Exercise instructions
Every record must be restated exactly. Drop the images.

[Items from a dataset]

== Segment start ==

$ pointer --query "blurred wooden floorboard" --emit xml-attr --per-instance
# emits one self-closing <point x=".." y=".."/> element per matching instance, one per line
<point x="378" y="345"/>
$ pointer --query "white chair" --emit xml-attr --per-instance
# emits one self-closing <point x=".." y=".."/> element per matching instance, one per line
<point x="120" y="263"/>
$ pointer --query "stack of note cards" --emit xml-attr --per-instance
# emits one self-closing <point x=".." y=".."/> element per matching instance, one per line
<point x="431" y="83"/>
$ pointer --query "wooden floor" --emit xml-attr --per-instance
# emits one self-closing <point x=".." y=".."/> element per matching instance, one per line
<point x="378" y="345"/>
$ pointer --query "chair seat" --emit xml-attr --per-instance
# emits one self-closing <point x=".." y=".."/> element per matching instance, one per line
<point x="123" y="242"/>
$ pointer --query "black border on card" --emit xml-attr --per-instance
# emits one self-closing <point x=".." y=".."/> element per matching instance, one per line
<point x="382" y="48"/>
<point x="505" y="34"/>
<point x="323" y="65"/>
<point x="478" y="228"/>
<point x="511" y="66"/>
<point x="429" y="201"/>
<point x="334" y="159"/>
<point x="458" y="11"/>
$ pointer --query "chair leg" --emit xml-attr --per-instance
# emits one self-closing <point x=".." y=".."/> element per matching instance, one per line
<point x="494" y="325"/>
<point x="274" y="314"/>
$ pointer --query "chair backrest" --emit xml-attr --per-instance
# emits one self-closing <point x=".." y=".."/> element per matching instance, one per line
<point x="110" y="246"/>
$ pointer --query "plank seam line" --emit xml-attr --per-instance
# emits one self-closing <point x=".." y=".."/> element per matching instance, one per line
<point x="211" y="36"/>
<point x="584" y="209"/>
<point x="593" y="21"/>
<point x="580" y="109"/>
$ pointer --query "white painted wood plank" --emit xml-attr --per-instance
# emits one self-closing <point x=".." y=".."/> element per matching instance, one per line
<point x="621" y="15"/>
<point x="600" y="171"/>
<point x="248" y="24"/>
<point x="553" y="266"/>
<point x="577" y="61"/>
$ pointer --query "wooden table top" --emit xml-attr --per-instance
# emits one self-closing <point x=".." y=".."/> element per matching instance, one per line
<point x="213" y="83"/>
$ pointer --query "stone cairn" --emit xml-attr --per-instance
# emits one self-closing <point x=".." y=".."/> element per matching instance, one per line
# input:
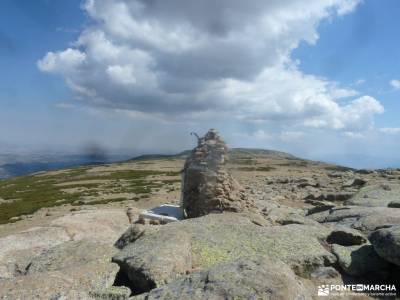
<point x="207" y="187"/>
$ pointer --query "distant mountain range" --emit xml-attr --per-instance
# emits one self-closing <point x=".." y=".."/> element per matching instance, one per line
<point x="11" y="166"/>
<point x="18" y="165"/>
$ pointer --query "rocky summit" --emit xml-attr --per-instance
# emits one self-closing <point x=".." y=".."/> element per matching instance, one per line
<point x="259" y="224"/>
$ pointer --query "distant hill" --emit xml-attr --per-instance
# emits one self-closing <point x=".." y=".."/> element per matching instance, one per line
<point x="232" y="151"/>
<point x="11" y="167"/>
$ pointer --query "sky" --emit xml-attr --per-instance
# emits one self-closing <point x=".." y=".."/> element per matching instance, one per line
<point x="320" y="81"/>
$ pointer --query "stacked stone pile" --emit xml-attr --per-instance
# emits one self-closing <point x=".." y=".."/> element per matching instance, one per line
<point x="207" y="186"/>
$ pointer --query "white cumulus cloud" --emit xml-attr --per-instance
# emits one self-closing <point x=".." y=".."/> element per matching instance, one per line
<point x="395" y="83"/>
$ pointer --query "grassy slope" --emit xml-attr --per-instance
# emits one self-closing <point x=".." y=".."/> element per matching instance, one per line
<point x="27" y="194"/>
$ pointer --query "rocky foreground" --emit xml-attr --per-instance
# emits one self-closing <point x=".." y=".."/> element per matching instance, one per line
<point x="301" y="224"/>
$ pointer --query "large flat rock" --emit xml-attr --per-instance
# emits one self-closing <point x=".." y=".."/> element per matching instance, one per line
<point x="256" y="278"/>
<point x="65" y="259"/>
<point x="376" y="195"/>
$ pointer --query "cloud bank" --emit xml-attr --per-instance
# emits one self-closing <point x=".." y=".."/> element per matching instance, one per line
<point x="199" y="60"/>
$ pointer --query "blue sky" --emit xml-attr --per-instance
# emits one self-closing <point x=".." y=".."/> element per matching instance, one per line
<point x="135" y="77"/>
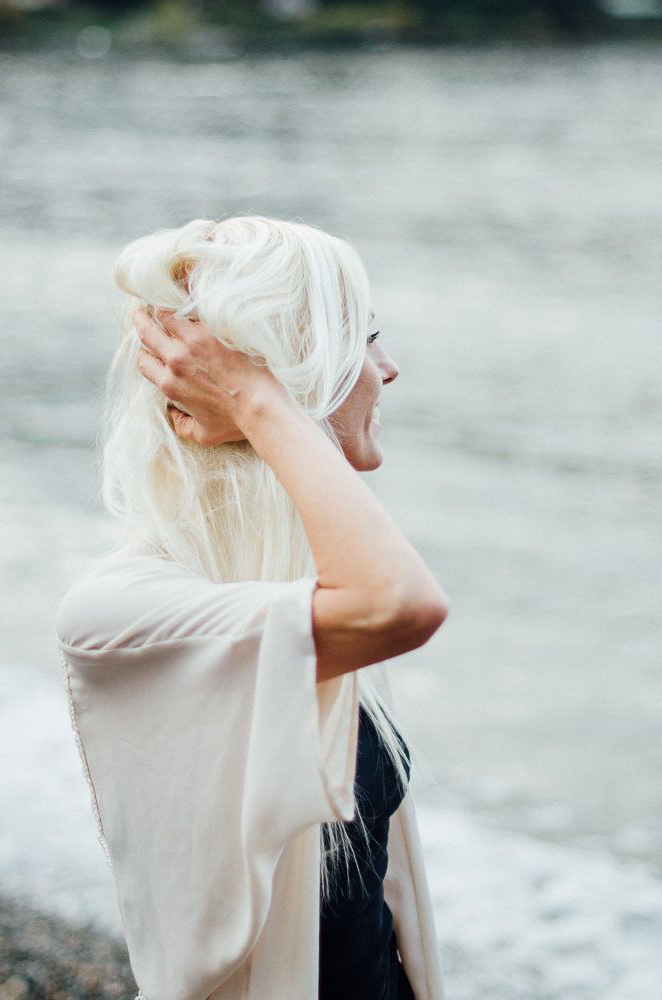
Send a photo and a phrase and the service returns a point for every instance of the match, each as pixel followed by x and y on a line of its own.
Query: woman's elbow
pixel 422 614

== Segment end ==

Task response
$ pointer --query "blurred wooden floorboard" --emit xml-attr --per-instance
# emits one self-closing <point x=".." y=".."/> element per matching instance, one per line
<point x="378" y="345"/>
$ pointer --query "white chair" --emit xml-attr --per-instance
# emits one self-closing <point x=".." y=".."/> element per matching instance, one per line
<point x="120" y="263"/>
$ pointer --query "stack of note cards" --emit xml-attr --per-instance
# emits one self-closing <point x=".." y=".."/> element per matching instance, one per line
<point x="431" y="83"/>
$ pointer --query "wooden floor" --emit xml-attr --per-instance
# emits one self-closing <point x=".." y=".."/> element per matching instance, one per line
<point x="378" y="345"/>
$ pointer --query "chair seat" --emit xml-attr --per-instance
# emits one self-closing <point x=".." y=".."/> element per matching instance, one per line
<point x="123" y="242"/>
$ pointer --query "black border on card" --emit xml-attr --per-instance
# emits one self-closing <point x=".." y=".."/> element per matching instance, one per line
<point x="382" y="48"/>
<point x="505" y="34"/>
<point x="323" y="65"/>
<point x="478" y="228"/>
<point x="511" y="66"/>
<point x="429" y="201"/>
<point x="334" y="159"/>
<point x="458" y="11"/>
$ pointer --query "chair leg" --emit xml-attr --per-instance
# emits one self-closing <point x=".." y=".."/> element per matching instance, one per line
<point x="494" y="325"/>
<point x="274" y="314"/>
$ pointer --query "chair backrest" --emit xml-attr --per-instance
# emits one self-closing <point x=".." y=".."/> element per matching instance, one per line
<point x="110" y="246"/>
$ pointer --query "plank seam line" --emit xml-attr --per-instance
# emits one self-closing <point x=".." y=".."/> element per matching instance, one per line
<point x="211" y="36"/>
<point x="584" y="209"/>
<point x="593" y="21"/>
<point x="580" y="109"/>
$ pointer --query "white painted wood plank" --emit xml-attr --per-instance
# emits one self-closing <point x=".." y=".."/> element per matching instance, one per line
<point x="621" y="15"/>
<point x="600" y="171"/>
<point x="248" y="24"/>
<point x="553" y="266"/>
<point x="577" y="61"/>
$ pointer --query "wooden table top" --emit xml-attr --per-instance
# emits one self-closing <point x=".." y=".."/> element per matching instance, one per line
<point x="213" y="83"/>
$ pointer --query "stone cairn" --emit xml-attr --per-instance
# emits one self-closing <point x=".." y=".."/> element per matching instance, one per line
# input:
<point x="207" y="187"/>
$ pointer --query "distant mountain range" --emit xml-attr --per-instance
# emits one self-closing <point x=".." y=".."/> element per matching instance, one per line
<point x="11" y="166"/>
<point x="18" y="165"/>
$ pointer --query "rocky summit" --emit xml-attr --per-instance
# emits one self-closing <point x=".." y=".."/> element per matching instance, one per line
<point x="259" y="224"/>
$ pointer --query "distant hill" --emit xml-attr --per-instance
# emits one self-closing <point x=".." y=".."/> element per matching instance, one per line
<point x="232" y="151"/>
<point x="11" y="167"/>
$ pointer --query "sky" --emit xml-attr --per-instance
# emits one self-closing <point x=".." y=".."/> element per matching instance, one per line
<point x="320" y="81"/>
$ pointer --query "stacked stone pile" --emit xml-attr --per-instance
# emits one self-closing <point x=".." y=".."/> element per matching instance, one per line
<point x="207" y="186"/>
$ pointer --query "white cumulus cloud" --emit xml-attr --per-instance
# emits one self-closing <point x=".." y=".."/> element per matching instance, one per line
<point x="395" y="83"/>
$ pointer --query "grassy slope" --emit xml-attr --per-instance
# emits one self-closing <point x=".." y=".."/> element per matching instance, one per line
<point x="27" y="194"/>
$ pointer --query "rocky foreground" --emit xml-attr --per-instance
# emits one self-closing <point x=".." y=".."/> element per matching instance, one per line
<point x="301" y="224"/>
$ pointer --query "large flat rock" --emit xml-attr --per-instance
# emits one self-closing <point x=".." y=".."/> element per matching instance, one per line
<point x="256" y="278"/>
<point x="65" y="259"/>
<point x="376" y="195"/>
$ pointer --query "cloud bank" --emit xml-attr --per-instance
# emits one self-closing <point x=".." y=".."/> element per matching instance, one per line
<point x="199" y="60"/>
$ pointer --query "blue sky" --emit xml-attr --per-instance
# emits one self-closing <point x=".." y=".."/> element per matching instance, one per line
<point x="135" y="77"/>
Send a photo and a phrase and the service returns a point for every instance of the match, each as pixel followed by x and y on a line of its own.
Query: woman's elbow
pixel 422 614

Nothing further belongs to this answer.